▸ **SELECTED EXTRACT**:

===============

From: Philippe Verdy (verdy_p@wanadoo.fr)
Date: Sun Aug 01 2010 - 13:54:49 CDT
Implicit weights for unassigned code points and other characters that
are NOT ill-formed are suboptimal, as noted in the proposed update.
It should take into account their existing default properties, notably :
> 1. Code units exceeding the valid range for code points with scalar values (such as 0x110000 or 0xFFFFFFFF, when handling invalid UTF-32), if they are not handled as errors for collation.
> 2. Code points with valid scalar values that are permanently assigned to non-characters, if they are not handled as errors for collation:
> > 2.1. surrogates; or:
> > 2.2. others scalar values (such as U+FFFF).
> 3. Their presence in a block or plane assigned to Sinographs ("Unified Ideographs"), either:
> > 3.1. Unassigned code points that are in allocated "Core" Sinographs blocks (currently, "CJK compatibility" or "CJK unified", all in the BMP), or:
> > 3.2. Unassigned code points that are in allocated "Other" Sinographs blocks or planes (currently, "CJK Unified Ideographs Extension A" in the BMP, and all reserved code points in the SIP).
> 4. Unassigned code points that are assigned to "Special" character (notably in the supplementary special plane (SSP) starting at U+E0000).
> 5. Unassigned code points that are in allocated blocks for non-Sinographs, non-Special, and with default RTL directionality (in the BMP or SMP).
> 6. Unassigned code points that are in allocated blocks for non-Sinographs, non-Special, and with default LTR directionality (in the BMP or SMP).
Currently, if the Unicode scalar value (or invalid code unit) is NNNN
(unsigned 32-bit value), then they are treated as expansions to
ignorable collation elements:
[.0000.0000.0000.NNNN]
This means that they will always be ignored, except at the final
implicit level comparing scalar values in binary order. However this
is not reasonnable for many of them.
Note that the weight for last implicit binary level is included in the
DUCET, but it exceeds the 16-bit capacity for weights, and this level
is probably split in several successive collation elements, using a
mechanism similar to surrogates (except that surrogates don't have the
correct binary order); as this has to take into account the
possibility of code units exceeding the capacity of valid scalar
values but accepting any unsigned 32-bit code unit, this could be
simply:
> if (NNNN in 0x0000..0xFFFF), then only one collation element is needed: [.0000.0000.0000.NNNN]; otherwise
> if (NNNN >= 0xFFFF), use three collation elements: [.0000.0000.0000.FFFF][.0000.0000.0000.HHHH][.0000.0000.0000.LLLL], where HHHH=(NNNN>>16) and LLLL=(NNNN&0xFFFF).
Note that for this fourth (last implicit) collation level, run-length
compression does not apply, as it is present as well for all valid
encoded character, contractions or expansions, and will be used as
well for all the cases above (treating them as ignorables on the first
3 levels).
If we want to be smarter, we should not treat ALL the cases above as
fully ignorable at the first three levels, and should get primary
weights notably:
> 3.1. Unassigned code points that are in allocated "Core" Sinographs blocks (currently, "CJK compatibility" or "CJK unified", all in the BMP).

===============

▸ **SUPPLIED DATA**:
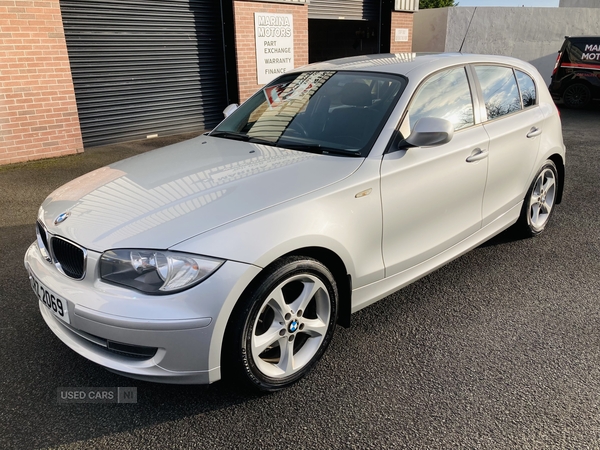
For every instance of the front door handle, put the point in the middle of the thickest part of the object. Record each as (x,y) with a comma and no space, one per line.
(477,155)
(535,131)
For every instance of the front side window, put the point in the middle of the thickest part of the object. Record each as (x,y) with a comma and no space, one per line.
(500,91)
(445,95)
(527,88)
(322,111)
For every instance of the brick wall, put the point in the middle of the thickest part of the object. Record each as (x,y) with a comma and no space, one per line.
(401,20)
(38,114)
(245,45)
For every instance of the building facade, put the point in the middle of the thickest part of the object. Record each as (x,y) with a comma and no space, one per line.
(83,73)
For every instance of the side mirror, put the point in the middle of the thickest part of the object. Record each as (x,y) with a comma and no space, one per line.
(429,132)
(230,108)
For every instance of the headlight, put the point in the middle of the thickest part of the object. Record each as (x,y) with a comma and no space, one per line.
(156,272)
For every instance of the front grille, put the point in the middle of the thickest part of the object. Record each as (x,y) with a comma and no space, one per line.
(131,351)
(69,258)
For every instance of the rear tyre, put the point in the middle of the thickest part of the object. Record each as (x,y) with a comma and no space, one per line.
(577,96)
(539,202)
(283,325)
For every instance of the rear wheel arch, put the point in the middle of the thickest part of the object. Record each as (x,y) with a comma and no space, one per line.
(560,168)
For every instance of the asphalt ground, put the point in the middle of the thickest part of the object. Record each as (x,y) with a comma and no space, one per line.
(498,349)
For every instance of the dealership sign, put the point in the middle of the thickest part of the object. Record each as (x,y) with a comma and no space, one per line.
(274,35)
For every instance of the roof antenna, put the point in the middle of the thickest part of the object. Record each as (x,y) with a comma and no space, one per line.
(467,32)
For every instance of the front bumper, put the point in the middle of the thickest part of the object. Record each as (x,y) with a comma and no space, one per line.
(169,338)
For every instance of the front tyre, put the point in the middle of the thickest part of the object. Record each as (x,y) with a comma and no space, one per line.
(284,325)
(539,201)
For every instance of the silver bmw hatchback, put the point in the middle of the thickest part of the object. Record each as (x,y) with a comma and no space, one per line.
(235,254)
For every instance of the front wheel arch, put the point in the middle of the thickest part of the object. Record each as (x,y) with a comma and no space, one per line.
(560,168)
(238,360)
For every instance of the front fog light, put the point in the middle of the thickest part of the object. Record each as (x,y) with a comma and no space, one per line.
(156,272)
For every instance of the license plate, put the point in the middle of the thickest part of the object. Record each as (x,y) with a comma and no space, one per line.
(49,299)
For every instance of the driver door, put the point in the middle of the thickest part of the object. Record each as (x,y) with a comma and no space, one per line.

===============

▸ **TASK REQUIREMENTS**:
a – Set down, word for word, everything in the message on implicit collation weights from "It should take" down to "(such as U+FFFF).".
b – Take the message on implicit collation weights further, picking up after its last line.

▸ **RESPONSE LIST**:
a –
It should take into account their existing default properties, notably :
> 1. Code units exceeding the valid range for code points with scalar values (such as 0x110000 or 0xFFFFFFFF, when handling invalid UTF-32), if they are not handled as errors for collation.
> 2. Code points with valid scalar values that are permanently assigned to non-characters, if they are not handled as errors for collation:
> > 2.1. surrogates; or:
> > 2.2. others scalar values (such as U+FFFF).

b –
> > When they will be allocated, they will sort using the implicit weights, my opinion is that they should use the mechanism exposed using:
> > [.AAAA.0020.0002.][.BBBB.0000.0000.]
> > where AAAA=0xFB40+(NNNN>>15) and BBBB=0x8000+(NNNN&0x7FFF);
> > There's no reason to maintain their unstable collation elements depending on Unicode versions, when we can already predict what will be their collation elements.
> 3.2. Unassigned code points that are in allocated "Other" Sinographs blocks or planes (currently, "CJK Unified Ideographs Extension A" in the BMP, and all reserved code points in the SIP).
> > When they will be allocated, they will sort using the implicit weights, my opinion is that they should use the mechanism exposed using:
> > [.AAAA.0020.0002.][.BBBB.0000.0000.]
> > where AAAA=0xFB80+(NNNN>>15) and BBBB=0x8000+(NNNN&0x7FFF);
> > There's no reason to maintain their unstable collation elements depending on Unicode versions, when we can already predict what will be their collation elements.
> 5. Unassigned code points that are in allocated blocks for non-Sinographs, non-Special, and with default RTL directionality (in the BMP or SMP).
> 6. Unassigned code points that are in allocated blocks for non-Sinographs, non-Special, and with default RTL directionality (in the BMP or SMP).
>> When they will be allocated, most of them will NOT be fully ignorable, and its probably best to give them appropriate implicit primary weights so that they with primary weights lower than than those used for characters in the same block, but still higher that encoded characters from other blocks have that lower primary weights than assigned characters in the block. Gaps should be provided in the DUCET at the begining of ranges for these blocks so that they can all fit in them. The benefit being also that other blocks after them will keep their collation elements stable and won't be affected by the new allocations in one block.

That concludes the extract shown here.